→ **What to work on**: Reproduce word for word the part of the article on greener farming that opens with the words "How Farmers Are" and closes with "Zambia and Indonesia.".

→ **Document passage**:
※ ※ ※

How Farmers Are Finding Greener Ways To Produce Food, From East Anglia To Andhra Pradesh In India
Ecologists like us evaluate low-tech agroecological approaches that harness the power of nature and people to produce food with skilled labour, knowledge and active management of ecological functions like pollination and soil nutrient cycling.
We've been studying two promising agroecological systems, both devised by farming communities to address the soil degradation that threatens the long-term future of food.
Zero budget natural farming is a sustainable farming system that is being heavily incentivised by the government of Andhra Pradesh, a state on the east coast of southern India. Zero budget natural farming is generating considerable interest from other countries, including Brazil, Mexico, Zambia and Indonesia.
The other farming system we've been examining is“regenerative farming”, increasingly popular in the UK, US and Europe. While similar, these two farming systems have very different cultural framings.
Regenerative farming is a set of principles that aims to regenerate rather than degrade soil. Farmers are encouraged to monitor their own outcomes and adaptively manage their soils.
Zero budget natural farming aims to boost crop yields and reduce costs by ending the use of synthetics (fertilisers and pesticides) and regenerating natural ecological functions. Farmers are encouraged to work together and share resources such as straw, manures and soil treatments at village level.
To understand whether these two systems could really be scalable, we measured their outcomes for nature, food production and profitability on real working farms. We focused on these key aspects because there is often a direct trade-off between them. Having more nature locally can mean that less food is produced on farmed land.
Nature-friendly farming can lower overall food production or profits, especially at scales larger than individual fields and farms, because land is taken out of production for wildlife-friendly strips around fields, for example .
If there is no change in overall food demand, this creates a risk of driving even greater nature loss and greenhouse gas emissions elsewhere, as agriculture continues to expand into natural habitats.
For agroecological systems to be a solution, they must be highly productive, minimising the footprint (total area) of agriculture on Earth, while supporting enough wild nature to maintain ecological functions such as soil nutrient cycling and pollination.

※ ※ ※

→ **Data provided**:
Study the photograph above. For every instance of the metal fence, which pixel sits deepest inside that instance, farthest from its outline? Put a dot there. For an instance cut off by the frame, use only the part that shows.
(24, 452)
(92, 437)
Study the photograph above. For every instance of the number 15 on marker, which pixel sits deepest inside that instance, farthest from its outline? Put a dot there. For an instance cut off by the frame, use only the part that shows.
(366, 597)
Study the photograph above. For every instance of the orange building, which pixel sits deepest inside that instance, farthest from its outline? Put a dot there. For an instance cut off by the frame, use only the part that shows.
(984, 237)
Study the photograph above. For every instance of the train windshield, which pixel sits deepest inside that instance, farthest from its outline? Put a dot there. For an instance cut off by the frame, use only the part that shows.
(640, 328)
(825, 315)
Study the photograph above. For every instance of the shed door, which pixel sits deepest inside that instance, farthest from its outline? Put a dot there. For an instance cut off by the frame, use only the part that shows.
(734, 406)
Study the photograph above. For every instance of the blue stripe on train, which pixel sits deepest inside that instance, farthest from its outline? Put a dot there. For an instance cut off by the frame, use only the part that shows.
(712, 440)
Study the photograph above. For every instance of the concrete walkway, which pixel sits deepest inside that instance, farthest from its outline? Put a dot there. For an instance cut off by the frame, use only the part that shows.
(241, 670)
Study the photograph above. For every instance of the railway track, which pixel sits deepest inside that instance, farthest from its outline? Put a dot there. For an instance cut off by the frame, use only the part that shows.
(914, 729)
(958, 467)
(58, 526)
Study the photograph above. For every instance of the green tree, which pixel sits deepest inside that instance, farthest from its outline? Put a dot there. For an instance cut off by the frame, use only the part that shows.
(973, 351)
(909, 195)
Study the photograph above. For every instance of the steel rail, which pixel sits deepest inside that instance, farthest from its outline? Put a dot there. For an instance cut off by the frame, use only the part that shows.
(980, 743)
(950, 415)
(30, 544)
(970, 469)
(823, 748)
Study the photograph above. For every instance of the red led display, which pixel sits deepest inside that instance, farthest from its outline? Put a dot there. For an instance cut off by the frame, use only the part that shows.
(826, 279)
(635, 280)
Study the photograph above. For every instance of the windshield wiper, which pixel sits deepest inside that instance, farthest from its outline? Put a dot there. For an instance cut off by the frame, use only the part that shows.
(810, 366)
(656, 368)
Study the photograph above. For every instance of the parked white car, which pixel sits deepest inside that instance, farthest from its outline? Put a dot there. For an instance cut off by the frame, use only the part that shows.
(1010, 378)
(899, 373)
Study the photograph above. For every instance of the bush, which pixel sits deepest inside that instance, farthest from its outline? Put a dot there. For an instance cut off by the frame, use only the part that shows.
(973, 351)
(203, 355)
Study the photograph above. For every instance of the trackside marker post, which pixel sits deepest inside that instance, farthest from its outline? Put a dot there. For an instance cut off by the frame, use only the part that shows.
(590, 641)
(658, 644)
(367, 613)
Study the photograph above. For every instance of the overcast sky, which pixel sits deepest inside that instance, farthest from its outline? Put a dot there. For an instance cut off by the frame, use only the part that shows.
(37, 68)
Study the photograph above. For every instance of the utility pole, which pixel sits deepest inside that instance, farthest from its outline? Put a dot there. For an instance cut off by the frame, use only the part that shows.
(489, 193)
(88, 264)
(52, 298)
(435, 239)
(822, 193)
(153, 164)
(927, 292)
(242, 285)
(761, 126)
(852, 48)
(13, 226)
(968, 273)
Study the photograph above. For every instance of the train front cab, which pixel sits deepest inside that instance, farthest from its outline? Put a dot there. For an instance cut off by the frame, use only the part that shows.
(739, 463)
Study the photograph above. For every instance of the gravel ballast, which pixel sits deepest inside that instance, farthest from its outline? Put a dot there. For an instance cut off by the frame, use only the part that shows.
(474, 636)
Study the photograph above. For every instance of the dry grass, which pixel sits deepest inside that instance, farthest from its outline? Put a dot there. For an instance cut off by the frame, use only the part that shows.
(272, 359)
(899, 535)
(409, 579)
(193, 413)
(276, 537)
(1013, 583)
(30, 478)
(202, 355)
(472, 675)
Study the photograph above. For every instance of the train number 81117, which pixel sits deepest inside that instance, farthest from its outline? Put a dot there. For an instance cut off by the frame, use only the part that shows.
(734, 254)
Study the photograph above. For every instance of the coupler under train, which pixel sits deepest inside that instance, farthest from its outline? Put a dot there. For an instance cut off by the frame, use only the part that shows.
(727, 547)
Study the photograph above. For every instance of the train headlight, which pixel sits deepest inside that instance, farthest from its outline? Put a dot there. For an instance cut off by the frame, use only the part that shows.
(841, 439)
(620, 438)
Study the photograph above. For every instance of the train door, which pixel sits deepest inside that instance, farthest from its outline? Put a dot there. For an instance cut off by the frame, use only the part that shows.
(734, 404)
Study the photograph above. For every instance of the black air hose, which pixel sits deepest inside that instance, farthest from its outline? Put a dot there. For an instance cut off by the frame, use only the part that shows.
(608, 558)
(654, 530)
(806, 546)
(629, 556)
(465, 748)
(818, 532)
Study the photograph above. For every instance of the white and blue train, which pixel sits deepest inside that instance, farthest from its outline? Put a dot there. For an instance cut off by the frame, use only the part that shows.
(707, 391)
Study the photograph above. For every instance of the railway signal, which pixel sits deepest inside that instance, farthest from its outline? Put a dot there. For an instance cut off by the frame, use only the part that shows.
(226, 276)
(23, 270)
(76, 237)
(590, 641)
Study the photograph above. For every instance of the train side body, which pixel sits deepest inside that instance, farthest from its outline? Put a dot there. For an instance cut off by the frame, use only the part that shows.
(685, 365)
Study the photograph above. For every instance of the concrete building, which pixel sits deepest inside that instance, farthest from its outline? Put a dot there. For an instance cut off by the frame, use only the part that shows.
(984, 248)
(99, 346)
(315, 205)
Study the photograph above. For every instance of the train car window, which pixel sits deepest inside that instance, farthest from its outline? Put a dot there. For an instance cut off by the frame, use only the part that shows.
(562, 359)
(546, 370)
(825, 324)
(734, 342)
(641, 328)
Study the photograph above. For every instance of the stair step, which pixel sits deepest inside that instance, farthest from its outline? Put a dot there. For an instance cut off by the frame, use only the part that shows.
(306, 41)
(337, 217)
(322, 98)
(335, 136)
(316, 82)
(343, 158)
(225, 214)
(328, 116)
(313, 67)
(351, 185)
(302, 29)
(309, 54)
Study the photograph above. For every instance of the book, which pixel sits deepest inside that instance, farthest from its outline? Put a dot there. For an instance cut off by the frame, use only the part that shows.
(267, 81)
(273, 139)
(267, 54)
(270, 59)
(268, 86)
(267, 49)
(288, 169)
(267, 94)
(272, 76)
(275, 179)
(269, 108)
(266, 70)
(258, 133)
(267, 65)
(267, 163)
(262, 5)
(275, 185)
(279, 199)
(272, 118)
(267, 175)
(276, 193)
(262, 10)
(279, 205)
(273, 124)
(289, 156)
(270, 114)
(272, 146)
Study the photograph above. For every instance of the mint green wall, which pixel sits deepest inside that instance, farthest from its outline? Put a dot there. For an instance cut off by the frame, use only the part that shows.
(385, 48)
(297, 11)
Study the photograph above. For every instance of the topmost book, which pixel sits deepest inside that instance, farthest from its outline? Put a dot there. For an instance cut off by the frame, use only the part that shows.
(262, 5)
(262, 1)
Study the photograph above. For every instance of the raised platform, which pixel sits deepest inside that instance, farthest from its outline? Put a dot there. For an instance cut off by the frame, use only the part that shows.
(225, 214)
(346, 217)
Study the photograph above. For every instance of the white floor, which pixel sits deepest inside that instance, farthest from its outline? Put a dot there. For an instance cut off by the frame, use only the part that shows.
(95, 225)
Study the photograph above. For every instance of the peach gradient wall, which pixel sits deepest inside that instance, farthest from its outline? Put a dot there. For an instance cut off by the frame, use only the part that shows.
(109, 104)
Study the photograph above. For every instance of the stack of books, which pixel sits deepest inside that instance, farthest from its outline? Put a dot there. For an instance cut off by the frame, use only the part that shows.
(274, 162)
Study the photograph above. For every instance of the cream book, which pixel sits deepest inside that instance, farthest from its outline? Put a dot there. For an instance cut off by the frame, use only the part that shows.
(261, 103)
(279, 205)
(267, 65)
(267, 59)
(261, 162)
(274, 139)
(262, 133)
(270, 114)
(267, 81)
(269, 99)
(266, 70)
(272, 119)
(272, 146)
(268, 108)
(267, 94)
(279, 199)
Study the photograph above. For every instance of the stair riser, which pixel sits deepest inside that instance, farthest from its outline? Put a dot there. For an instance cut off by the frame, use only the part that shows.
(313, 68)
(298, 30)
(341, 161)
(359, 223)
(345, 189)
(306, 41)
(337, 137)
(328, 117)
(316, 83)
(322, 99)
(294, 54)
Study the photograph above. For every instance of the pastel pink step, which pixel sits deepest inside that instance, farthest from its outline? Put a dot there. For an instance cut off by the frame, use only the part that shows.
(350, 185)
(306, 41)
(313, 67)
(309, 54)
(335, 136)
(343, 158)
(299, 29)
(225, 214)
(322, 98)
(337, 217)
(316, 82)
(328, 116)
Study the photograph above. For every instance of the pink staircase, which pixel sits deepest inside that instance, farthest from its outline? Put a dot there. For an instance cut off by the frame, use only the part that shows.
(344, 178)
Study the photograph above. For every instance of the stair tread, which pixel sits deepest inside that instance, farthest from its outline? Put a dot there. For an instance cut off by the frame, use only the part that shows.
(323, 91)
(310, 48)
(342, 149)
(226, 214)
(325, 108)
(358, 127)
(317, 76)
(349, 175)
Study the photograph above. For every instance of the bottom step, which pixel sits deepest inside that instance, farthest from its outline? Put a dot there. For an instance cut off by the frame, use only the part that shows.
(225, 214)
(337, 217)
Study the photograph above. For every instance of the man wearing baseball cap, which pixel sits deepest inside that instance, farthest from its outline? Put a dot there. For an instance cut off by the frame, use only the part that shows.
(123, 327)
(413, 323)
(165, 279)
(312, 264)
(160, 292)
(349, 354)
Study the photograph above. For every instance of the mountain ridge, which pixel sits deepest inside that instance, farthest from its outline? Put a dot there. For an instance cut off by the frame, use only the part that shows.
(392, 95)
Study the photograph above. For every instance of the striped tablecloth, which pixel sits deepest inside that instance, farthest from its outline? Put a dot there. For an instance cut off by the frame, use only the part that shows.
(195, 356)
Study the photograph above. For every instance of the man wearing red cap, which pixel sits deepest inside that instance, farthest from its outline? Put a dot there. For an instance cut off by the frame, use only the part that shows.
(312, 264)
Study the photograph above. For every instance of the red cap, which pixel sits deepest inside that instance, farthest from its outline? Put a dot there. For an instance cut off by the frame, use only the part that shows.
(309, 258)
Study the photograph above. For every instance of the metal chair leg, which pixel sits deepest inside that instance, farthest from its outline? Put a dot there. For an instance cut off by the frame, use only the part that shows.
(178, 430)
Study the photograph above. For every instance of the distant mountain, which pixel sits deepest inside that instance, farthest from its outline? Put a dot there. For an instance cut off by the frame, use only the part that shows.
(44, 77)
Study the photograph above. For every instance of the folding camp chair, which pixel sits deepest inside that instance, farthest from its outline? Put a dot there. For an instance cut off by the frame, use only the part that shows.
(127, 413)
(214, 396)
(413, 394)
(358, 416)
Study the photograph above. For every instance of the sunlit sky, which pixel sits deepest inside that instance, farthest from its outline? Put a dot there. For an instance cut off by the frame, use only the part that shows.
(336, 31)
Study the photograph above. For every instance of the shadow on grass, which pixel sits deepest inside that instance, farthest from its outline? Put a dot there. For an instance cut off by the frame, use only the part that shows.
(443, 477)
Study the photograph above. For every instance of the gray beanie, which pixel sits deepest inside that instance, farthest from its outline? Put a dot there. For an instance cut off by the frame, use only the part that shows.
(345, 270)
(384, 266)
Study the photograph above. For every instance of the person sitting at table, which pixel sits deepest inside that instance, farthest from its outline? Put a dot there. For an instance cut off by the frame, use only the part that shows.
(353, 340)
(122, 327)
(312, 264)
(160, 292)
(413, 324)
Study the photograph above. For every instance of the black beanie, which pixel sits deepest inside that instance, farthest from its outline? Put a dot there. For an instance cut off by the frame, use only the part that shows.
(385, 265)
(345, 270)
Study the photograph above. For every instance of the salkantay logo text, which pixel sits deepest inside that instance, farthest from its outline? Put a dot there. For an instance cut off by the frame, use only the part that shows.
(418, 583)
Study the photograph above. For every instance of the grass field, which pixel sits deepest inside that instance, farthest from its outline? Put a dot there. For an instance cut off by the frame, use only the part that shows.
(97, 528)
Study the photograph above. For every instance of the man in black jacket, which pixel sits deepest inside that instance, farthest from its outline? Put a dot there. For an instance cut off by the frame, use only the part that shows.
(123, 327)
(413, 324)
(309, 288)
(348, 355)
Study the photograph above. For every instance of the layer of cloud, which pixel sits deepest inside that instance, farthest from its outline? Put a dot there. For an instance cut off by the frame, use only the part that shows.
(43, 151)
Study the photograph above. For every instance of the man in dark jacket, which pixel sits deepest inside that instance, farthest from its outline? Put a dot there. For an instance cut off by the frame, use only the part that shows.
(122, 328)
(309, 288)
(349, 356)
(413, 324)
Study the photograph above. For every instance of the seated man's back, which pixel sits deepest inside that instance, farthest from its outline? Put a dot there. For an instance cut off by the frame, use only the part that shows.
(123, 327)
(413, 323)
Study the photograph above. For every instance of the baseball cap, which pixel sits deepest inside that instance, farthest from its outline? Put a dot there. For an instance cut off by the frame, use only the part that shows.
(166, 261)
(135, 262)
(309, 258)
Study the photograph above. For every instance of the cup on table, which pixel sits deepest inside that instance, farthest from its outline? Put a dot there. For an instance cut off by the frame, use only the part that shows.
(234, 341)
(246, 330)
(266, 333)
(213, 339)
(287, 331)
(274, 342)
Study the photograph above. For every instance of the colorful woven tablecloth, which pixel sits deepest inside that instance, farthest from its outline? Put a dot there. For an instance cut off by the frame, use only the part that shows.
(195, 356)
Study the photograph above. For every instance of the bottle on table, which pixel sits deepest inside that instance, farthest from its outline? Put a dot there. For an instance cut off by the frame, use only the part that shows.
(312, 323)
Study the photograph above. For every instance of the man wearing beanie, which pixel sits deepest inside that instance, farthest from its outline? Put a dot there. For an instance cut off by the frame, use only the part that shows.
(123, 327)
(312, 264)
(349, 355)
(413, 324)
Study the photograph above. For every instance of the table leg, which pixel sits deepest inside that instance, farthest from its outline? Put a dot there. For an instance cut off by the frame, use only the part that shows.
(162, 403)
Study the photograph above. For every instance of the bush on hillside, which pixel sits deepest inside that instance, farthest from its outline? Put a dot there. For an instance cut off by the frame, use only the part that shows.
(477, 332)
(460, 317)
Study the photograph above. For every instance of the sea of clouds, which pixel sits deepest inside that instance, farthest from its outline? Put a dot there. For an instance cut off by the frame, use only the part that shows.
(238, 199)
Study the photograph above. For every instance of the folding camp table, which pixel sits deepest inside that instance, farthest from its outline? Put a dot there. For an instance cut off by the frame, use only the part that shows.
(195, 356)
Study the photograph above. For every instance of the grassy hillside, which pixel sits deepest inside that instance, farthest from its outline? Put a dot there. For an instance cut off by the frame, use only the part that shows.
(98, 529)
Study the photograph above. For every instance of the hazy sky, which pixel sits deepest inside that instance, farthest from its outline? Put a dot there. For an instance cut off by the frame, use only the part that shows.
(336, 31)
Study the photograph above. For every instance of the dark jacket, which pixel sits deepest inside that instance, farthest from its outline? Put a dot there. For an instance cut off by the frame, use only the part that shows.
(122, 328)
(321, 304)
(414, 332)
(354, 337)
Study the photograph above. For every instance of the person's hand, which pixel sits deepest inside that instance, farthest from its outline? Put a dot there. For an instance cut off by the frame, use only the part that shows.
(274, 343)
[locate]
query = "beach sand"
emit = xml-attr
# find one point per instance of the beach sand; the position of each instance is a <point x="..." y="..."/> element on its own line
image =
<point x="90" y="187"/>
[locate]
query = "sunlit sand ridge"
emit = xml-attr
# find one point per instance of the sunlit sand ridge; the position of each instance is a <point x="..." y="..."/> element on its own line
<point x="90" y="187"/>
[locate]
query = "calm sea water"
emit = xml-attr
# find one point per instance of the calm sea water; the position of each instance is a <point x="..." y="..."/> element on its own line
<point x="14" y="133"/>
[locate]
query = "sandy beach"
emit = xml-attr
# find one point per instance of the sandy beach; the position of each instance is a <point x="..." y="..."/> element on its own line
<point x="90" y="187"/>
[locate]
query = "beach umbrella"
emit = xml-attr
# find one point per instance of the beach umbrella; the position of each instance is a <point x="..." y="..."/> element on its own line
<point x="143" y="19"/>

※ ※ ※

→ **Expected answer**:
How Farmers Are Finding Greener Ways To Produce Food, From East Anglia To Andhra Pradesh In India
Ecologists like us evaluate low-tech agroecological approaches that harness the power of nature and people to produce food with skilled labour, knowledge and active management of ecological functions like pollination and soil nutrient cycling.
We've been studying two promising agroecological systems, both devised by farming communities to address the soil degradation that threatens the long-term future of food.
Zero budget natural farming is a sustainable farming system that is being heavily incentivised by the government of Andhra Pradesh, a state on the east coast of southern India. Zero budget natural farming is generating considerable interest from other countries, including Brazil, Mexico, Zambia and Indonesia.